• [Tarea] Escriba la continuación del texto sobre los críticos literarios, comenzando después de su última oración.

Mario Szichman
Hay muchas
clases de críticos literarios. En una época creía que los mejores eran los
narradores convertidos en ensayistas. Siento una enorme admiración por David
Viñas, por su trabajo Literatura
argentina y realidad política (exclusivamente la primera edición, la
publicada por Editorial Jorge Alvarez). Su análisis de la aristocracia porteña
en el capítulo titulado “Niños y criados favoritos” es para esculpirlo en
piedra. La sabia descripción de ese mundo pomposo y ridículo me dio la idea
para la novela A las 20:25 la señora pasó
a la inmortalidad.
Gore Vidal, y
Norman Mailer son otros ejemplos de críticos literarios provenientes del campo
de la narrativa que trasmutan el ensayo en obras de poderosa imaginación. Y por
lo tanto, brindan herramientas al escritor para afinar en su prosa.
Pero también la
crítica literaria recopila genios, como los rusos Viktor Shklovski y Mijail
Bajtin, o el alemán Erich Auerbach. Quien aún no haya abordado a esos gigantes,
seguramente disfrutará de libros como Sobre
la prosa literaria (Shklosvski), o los trabajos Problemas de la poética de Dostoievski o La imaginación dialógica (Bajtin) o Mímesis (Auerbach). La magia, en esos casos, consiste en hacer
literatura de textos literarios. Ahí está el famoso texto de Shklosvski examinando
las formas erradas de leer el Quijote en que incurrieron Dostoievski y Heine,
cuando confundieron al barbero Nicolás con Sansón Carrasco. Sólo alguien como Shklosvski
puede descubrir en ese error el modo de confección de la novela en la época de
Dostoievski. Tal como señala, Dostoievski no captó el error de Heine “porque la
tendencia del error correspondía a las leyes de la ulterior evolución de la
novela”. En las ficciones de ese período “se procuraba que los personajes se
hallasen presentes en toda la obra. Dos personajes similares se fusionaron al
ser recordados”.

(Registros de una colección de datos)

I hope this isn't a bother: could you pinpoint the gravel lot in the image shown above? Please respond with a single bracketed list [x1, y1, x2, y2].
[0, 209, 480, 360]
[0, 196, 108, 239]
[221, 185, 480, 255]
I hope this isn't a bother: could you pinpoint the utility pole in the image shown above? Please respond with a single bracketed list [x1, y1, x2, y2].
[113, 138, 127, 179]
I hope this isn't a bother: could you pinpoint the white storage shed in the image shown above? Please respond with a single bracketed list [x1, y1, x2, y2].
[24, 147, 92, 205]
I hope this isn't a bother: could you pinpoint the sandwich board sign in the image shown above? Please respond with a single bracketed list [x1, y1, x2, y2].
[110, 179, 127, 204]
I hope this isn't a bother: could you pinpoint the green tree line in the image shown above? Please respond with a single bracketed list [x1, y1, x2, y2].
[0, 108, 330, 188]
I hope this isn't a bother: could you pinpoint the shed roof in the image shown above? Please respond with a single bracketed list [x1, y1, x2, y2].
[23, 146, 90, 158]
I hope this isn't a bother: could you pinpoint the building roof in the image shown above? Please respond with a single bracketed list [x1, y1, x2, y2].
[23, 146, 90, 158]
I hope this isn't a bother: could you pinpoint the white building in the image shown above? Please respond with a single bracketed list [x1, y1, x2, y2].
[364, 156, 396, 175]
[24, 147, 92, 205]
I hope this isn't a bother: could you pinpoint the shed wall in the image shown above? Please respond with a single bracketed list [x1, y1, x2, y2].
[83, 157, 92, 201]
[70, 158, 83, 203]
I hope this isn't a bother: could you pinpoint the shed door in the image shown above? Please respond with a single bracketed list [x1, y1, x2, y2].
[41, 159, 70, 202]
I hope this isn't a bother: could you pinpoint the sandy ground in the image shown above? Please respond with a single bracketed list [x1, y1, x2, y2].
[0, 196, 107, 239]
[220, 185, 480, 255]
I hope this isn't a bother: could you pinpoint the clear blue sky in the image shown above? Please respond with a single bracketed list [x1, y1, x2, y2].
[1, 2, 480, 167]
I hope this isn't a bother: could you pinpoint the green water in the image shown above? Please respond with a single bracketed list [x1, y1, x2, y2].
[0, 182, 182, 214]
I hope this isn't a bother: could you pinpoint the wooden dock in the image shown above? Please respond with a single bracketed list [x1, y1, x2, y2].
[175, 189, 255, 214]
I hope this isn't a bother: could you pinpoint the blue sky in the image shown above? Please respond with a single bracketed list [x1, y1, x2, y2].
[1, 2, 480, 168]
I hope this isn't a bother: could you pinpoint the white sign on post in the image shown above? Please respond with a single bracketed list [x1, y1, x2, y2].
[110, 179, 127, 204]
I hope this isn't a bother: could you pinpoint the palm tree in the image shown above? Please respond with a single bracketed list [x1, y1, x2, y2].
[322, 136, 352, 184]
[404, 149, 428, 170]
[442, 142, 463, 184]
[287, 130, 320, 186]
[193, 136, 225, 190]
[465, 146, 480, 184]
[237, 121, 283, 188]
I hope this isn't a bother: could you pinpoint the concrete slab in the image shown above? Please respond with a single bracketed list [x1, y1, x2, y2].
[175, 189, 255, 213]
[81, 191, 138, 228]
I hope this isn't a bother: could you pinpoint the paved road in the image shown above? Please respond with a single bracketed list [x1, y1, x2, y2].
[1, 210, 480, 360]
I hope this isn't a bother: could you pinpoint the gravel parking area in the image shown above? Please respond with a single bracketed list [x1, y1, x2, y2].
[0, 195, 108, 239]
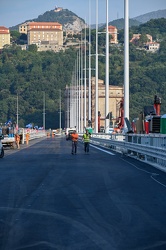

• [Resultado del ejercicio]
También Bajtin
nos abre nuevos horizontes cuando nos descubre la superioridad del estilo de
Dostoievski sobre el de Tolstoi, indicando que ninguno de sus personajes está
en condiciones de quedarse con la última palabra. En cuanto a Auerbach, analiza en Mímesis la literatura occidental, desde la Biblia y la saga de Homero
hasta Proust y Virginia Woolf, y el producto es tan espléndido como una gran
novela. (La confrontación entre la Biblia y la saga homérica es posiblemente el
mejor ensayo literario producido en el siglo veinte).
En Estados
Unidos, y durante las cuatro últimas décadas, hay un crítico literario que
sobresale: Peter Brooks. Sus libros mejores, en mi opinión, son Reading for the Plot y The Melodramatic Imagination.
Basta leer en Reading for the Plot el análisis que
hace Brooks de las reflexiones de Stendhal sobre “la imposibilidad de la
comedia en 1836” para tropezar con un crítico excepcional. Esa simple idea se
expande para abarcar una circunstancia histórica La Gran Revolución, y una de
sus secuelas: el surgimiento de un público roto. Pues la gran comedia, como la
elaborada por Moliere, necesita una audiencia unificada, que participe de un
mismo código social, de similar conducta. Y sus integrantes deben ponerse de
acuerdo no sólo en sus coincidencias sino también en sus discrepancias. ¿Qué es
lo que está bien, y que es aquello considerado perverso o extravagante? Cuando
la Revolución destruye dos entidades como la corte del rey, y el salón donde se
reúnen los aristócratas, deviene la fragmentación. Brooks menciona una
representación de El burgués gentilhombre,
de Moliere, a la que asistió Stendhal en 1836, donde dos públicos enfrentados
reaccionaron de manera muy diferente. En tanto un sector, constituido por
aristócratas, se divirtió con las gaffes de
Monsieur Jourdain (ese burgués fascinado al descubrir que todos los seres
humanos hablan en prosa) el otro sector, constituido por una clase social de la
burguesía en ascenso, mostró admiración por el personaje, sin advertir la
ironía.
En The Melodramatic Imagination Brooks
analiza una de las formas artísticas más vilipendiadas y más creadoras que ha
surgido en los tres últimos siglos. ¿Qué es el melodrama? Pregunta Brooks.
Bueno, en primer lugar, es un género víctima de una mala reputación. La palabra
melodrama se usa de manera peyorativa, pues convoca emociones muy fuertes, gran
esquematismo, polarización moral, la acción de villanos desembozados, la
persecución de seres decentes, gestos exagerados, y por supuesto, una abundante
catarsis. Hay siempre algo muy histriónico en los personajes del melodrama.
Posiblemente, por eso, ha recibido una fuerte dosis de vida a partir de la
emergencia del cine. En realidad, la forma más perfecta de cine melodramático
es el mudo. Pues la palabra incluye “melo”, música, y es ya indeleble la
estampa del pianista al costado de la gran pantalla rubricando con sus acordes
la acción de los personajes.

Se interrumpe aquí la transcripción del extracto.